[Referring expression grounding data]

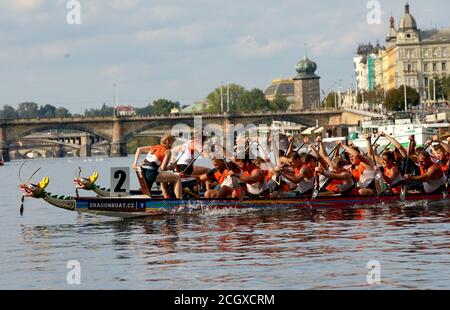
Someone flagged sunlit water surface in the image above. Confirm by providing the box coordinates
[0,157,449,289]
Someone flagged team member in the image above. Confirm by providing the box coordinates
[404,151,447,194]
[132,134,182,199]
[338,141,376,196]
[199,158,241,198]
[173,137,210,176]
[380,151,403,194]
[232,158,268,198]
[318,157,354,195]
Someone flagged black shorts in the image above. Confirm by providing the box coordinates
[177,164,194,175]
[142,166,159,190]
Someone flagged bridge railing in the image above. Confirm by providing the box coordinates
[1,108,342,123]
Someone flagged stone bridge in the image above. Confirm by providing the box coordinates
[0,109,380,162]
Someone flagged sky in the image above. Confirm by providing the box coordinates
[0,0,449,113]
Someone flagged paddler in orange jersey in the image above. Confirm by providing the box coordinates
[199,158,242,199]
[338,140,376,196]
[404,151,447,194]
[279,152,315,197]
[132,134,182,199]
[317,157,354,196]
[380,151,403,194]
[430,135,450,175]
[231,157,268,198]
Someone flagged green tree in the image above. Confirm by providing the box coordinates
[235,88,271,112]
[324,92,338,108]
[38,104,57,118]
[269,94,291,112]
[135,104,154,116]
[206,84,247,113]
[206,84,273,113]
[17,102,39,118]
[0,105,18,119]
[152,99,179,116]
[55,107,71,117]
[385,85,420,111]
[85,103,114,117]
[442,76,450,100]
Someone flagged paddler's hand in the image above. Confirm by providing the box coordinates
[132,163,138,171]
[366,133,372,140]
[433,135,440,142]
[316,136,322,143]
[404,174,411,181]
[303,137,310,145]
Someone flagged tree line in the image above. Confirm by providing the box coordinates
[0,84,291,120]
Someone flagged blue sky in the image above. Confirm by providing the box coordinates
[0,0,449,112]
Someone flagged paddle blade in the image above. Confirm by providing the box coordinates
[312,189,319,200]
[400,185,407,201]
[20,196,24,216]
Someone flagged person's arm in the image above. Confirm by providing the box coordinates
[132,146,151,170]
[160,150,173,171]
[383,166,400,184]
[340,141,374,170]
[238,169,263,184]
[380,131,407,157]
[322,170,352,181]
[316,136,333,169]
[281,166,307,184]
[406,166,441,182]
[366,134,378,161]
[433,135,450,154]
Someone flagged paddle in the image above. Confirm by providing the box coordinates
[256,140,282,186]
[180,152,202,175]
[400,139,413,201]
[295,142,306,153]
[19,167,41,216]
[369,137,387,196]
[442,159,450,199]
[378,143,391,156]
[312,143,321,199]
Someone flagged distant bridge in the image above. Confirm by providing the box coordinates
[0,109,381,162]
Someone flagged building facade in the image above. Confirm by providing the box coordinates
[375,3,450,102]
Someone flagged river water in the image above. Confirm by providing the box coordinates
[0,157,449,290]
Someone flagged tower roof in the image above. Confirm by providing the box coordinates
[398,2,418,31]
[386,16,397,40]
[294,47,320,80]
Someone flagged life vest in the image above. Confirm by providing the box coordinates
[325,178,354,194]
[177,140,198,166]
[145,145,168,167]
[384,165,403,194]
[242,164,267,195]
[420,164,446,194]
[214,169,231,185]
[351,164,376,189]
[440,159,450,175]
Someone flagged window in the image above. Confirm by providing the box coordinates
[425,77,429,87]
[424,63,429,72]
[433,63,437,71]
[443,62,447,72]
[443,49,448,57]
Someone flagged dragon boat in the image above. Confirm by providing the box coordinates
[20,175,450,219]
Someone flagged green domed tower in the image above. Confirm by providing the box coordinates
[292,48,321,111]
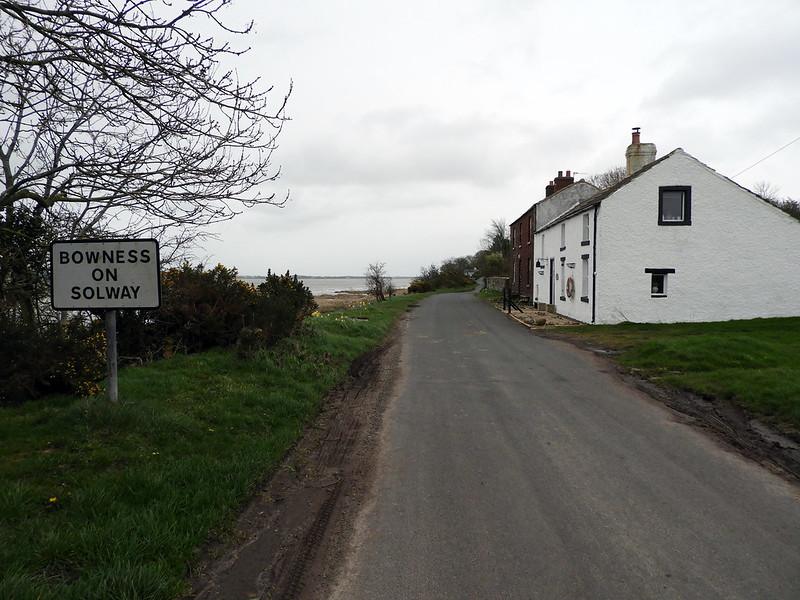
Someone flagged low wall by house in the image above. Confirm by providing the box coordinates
[485,277,509,291]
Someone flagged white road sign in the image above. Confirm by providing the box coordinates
[51,239,161,309]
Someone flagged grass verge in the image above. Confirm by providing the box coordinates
[476,288,502,302]
[559,317,800,432]
[0,293,425,600]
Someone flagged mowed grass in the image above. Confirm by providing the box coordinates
[0,293,425,600]
[563,317,800,431]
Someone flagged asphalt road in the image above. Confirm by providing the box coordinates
[332,292,800,600]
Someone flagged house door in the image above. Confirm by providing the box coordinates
[549,258,555,304]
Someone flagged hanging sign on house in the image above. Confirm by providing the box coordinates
[50,239,161,309]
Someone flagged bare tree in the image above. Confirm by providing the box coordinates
[365,262,387,302]
[0,0,290,322]
[754,181,800,221]
[481,218,510,257]
[588,166,627,190]
[0,0,289,240]
[753,181,781,202]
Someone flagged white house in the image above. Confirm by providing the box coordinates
[532,129,800,324]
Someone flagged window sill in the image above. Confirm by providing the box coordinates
[580,296,589,303]
[560,295,566,301]
[581,240,590,246]
[651,294,667,298]
[658,220,691,226]
[560,246,566,251]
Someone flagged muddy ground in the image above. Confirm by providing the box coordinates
[187,314,408,600]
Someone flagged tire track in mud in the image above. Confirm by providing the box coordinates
[188,320,405,600]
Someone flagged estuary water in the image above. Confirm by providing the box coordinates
[239,276,415,296]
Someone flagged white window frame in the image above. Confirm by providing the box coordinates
[582,213,590,243]
[581,257,589,299]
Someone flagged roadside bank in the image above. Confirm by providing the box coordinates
[0,293,425,599]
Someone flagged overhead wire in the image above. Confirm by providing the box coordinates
[732,134,800,178]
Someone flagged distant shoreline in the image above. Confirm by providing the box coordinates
[239,275,416,279]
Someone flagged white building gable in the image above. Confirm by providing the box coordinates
[533,148,800,324]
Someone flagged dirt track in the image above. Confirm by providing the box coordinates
[188,316,406,600]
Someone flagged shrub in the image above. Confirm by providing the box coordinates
[158,263,257,353]
[0,314,105,404]
[413,257,475,291]
[251,270,317,345]
[408,279,432,293]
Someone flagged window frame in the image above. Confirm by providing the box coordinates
[658,186,692,226]
[645,267,675,298]
[581,213,590,245]
[580,254,589,302]
[560,223,566,251]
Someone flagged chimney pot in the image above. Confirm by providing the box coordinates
[625,127,656,176]
[566,170,571,177]
[558,170,563,177]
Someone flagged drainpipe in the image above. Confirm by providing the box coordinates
[591,204,598,323]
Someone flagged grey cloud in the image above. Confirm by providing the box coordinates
[647,28,800,108]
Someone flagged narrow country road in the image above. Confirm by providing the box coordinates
[331,292,800,600]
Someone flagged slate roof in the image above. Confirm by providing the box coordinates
[509,180,598,227]
[536,148,682,231]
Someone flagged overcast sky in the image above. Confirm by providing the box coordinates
[201,0,800,277]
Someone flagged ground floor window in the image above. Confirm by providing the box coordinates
[581,255,589,301]
[560,259,566,300]
[651,273,666,296]
[645,267,675,298]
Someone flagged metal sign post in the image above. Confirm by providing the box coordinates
[50,239,161,402]
[105,309,119,402]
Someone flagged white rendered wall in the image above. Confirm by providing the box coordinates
[534,208,595,323]
[595,150,800,324]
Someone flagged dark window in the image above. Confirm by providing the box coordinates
[658,186,691,225]
[651,273,665,295]
[645,268,674,297]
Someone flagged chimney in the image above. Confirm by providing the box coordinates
[553,169,574,192]
[545,170,574,196]
[625,126,657,175]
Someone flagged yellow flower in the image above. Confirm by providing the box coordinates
[49,497,58,503]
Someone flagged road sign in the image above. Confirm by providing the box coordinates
[50,239,161,310]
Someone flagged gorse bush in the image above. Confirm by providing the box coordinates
[251,270,317,344]
[0,313,105,404]
[0,263,317,403]
[158,263,256,353]
[120,264,316,357]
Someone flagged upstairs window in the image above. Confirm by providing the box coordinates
[582,213,590,245]
[560,223,566,250]
[659,186,692,226]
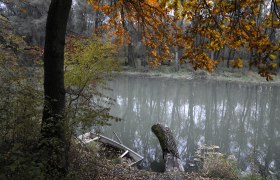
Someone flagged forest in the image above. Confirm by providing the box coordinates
[0,0,280,179]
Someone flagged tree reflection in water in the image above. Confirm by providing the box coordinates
[100,75,280,174]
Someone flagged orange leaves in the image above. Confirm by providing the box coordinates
[240,0,251,7]
[85,0,279,79]
[93,4,111,15]
[188,52,218,72]
[145,0,160,8]
[150,49,157,57]
[231,58,244,69]
[208,40,222,51]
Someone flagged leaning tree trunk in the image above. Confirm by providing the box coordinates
[152,124,184,172]
[40,0,72,178]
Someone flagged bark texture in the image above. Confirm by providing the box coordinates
[152,124,184,172]
[40,0,72,178]
[127,43,136,67]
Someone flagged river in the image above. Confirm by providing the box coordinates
[98,75,280,174]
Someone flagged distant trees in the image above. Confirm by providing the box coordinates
[0,0,96,46]
[91,0,280,78]
[3,0,279,76]
[0,0,51,46]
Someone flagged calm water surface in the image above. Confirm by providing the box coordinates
[99,75,280,173]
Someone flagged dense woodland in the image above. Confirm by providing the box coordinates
[2,0,280,74]
[1,0,280,179]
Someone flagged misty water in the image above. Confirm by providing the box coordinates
[99,75,280,173]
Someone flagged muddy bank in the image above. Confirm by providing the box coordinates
[70,141,209,180]
[113,67,280,86]
[71,139,241,180]
[96,159,204,180]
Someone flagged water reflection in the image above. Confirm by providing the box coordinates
[100,75,280,174]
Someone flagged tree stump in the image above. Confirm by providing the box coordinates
[151,124,184,172]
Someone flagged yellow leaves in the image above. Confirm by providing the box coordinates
[65,36,119,87]
[269,54,277,60]
[182,0,197,11]
[148,59,161,67]
[271,63,278,69]
[231,58,244,69]
[272,20,280,28]
[213,8,220,15]
[240,0,251,7]
[229,40,242,49]
[189,52,218,72]
[151,49,157,57]
[161,43,170,55]
[241,31,249,40]
[206,0,214,6]
[92,4,111,15]
[244,24,251,31]
[159,0,168,8]
[208,40,222,51]
[146,39,158,49]
[259,36,270,46]
[253,6,260,15]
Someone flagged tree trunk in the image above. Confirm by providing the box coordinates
[227,49,235,68]
[174,46,180,71]
[120,7,136,68]
[40,0,72,178]
[152,124,184,172]
[127,43,136,68]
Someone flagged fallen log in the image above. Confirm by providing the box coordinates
[151,124,184,172]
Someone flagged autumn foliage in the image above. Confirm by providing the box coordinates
[87,0,280,80]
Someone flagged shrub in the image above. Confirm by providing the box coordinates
[0,32,121,178]
[64,35,121,133]
[66,141,99,180]
[0,16,44,178]
[202,155,239,179]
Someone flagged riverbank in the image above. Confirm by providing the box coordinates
[96,159,204,180]
[114,65,280,85]
[72,138,267,180]
[70,141,221,180]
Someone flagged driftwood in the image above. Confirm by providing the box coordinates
[151,124,184,172]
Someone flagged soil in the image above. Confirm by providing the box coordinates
[96,158,207,180]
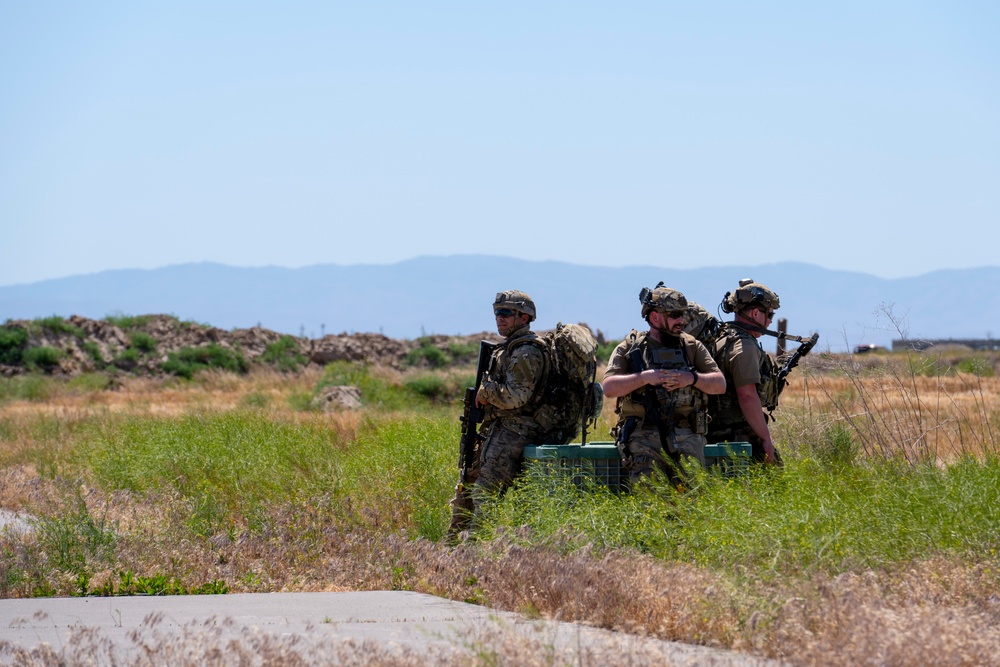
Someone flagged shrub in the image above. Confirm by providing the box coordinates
[958,357,994,377]
[23,346,63,372]
[128,331,158,353]
[0,325,28,364]
[260,336,308,373]
[597,340,620,363]
[404,339,449,369]
[404,374,450,401]
[446,340,479,363]
[162,344,249,379]
[112,348,140,371]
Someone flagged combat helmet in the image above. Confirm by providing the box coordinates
[494,290,536,321]
[721,278,780,314]
[639,282,688,319]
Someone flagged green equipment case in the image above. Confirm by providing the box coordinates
[523,441,752,492]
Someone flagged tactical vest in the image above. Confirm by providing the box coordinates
[615,330,707,429]
[484,331,551,424]
[710,323,779,428]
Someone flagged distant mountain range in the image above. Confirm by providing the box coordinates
[2,256,998,353]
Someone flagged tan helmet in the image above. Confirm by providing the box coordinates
[639,282,688,318]
[721,278,780,314]
[494,290,536,321]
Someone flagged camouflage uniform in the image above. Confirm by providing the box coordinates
[474,326,547,492]
[707,322,780,463]
[605,330,720,483]
[448,291,548,538]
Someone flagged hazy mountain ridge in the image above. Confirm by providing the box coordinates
[2,256,998,352]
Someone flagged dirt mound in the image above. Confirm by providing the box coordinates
[0,315,504,377]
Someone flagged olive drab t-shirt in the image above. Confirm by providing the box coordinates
[721,328,764,389]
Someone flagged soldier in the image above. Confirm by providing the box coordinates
[448,290,549,538]
[706,279,782,464]
[602,283,726,485]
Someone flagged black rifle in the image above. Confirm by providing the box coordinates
[775,332,819,395]
[457,341,498,487]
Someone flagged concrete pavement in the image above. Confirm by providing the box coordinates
[0,590,787,665]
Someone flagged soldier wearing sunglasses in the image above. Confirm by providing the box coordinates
[707,279,783,465]
[448,290,550,538]
[602,283,726,486]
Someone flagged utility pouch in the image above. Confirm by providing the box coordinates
[693,410,708,435]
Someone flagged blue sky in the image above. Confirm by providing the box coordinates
[2,2,998,286]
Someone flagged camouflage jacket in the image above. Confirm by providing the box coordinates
[479,326,547,436]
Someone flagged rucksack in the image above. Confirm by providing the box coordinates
[517,323,603,445]
[683,301,722,350]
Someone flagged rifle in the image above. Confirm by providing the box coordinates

* [THE TASK] The required output is the line holding "Someone flagged soldier wearing" plus every line after it in the data, reproduced exactly.

* [SOLUTION TO THIS EXERCISE]
Someone flagged soldier wearing sunglasses in the image above. Confirm by providing the box coordinates
[707,279,783,465]
[448,290,550,538]
[602,283,726,486]
Someone flagged utility pouch in the image above. Confirm by providing the box coordinates
[693,410,708,435]
Someone flagged blue sky in the image above. Confirm by providing the box coordinates
[2,2,998,286]
Someone flagged camouflage jacket in the image above. Confirm by providing the box coordinates
[479,326,547,436]
Someone flagged rucksack in the image above. Confirm by providing the box coordinates
[517,323,603,445]
[683,301,722,350]
Someone flagged rifle in the image above. Confirm by providing the box coordinates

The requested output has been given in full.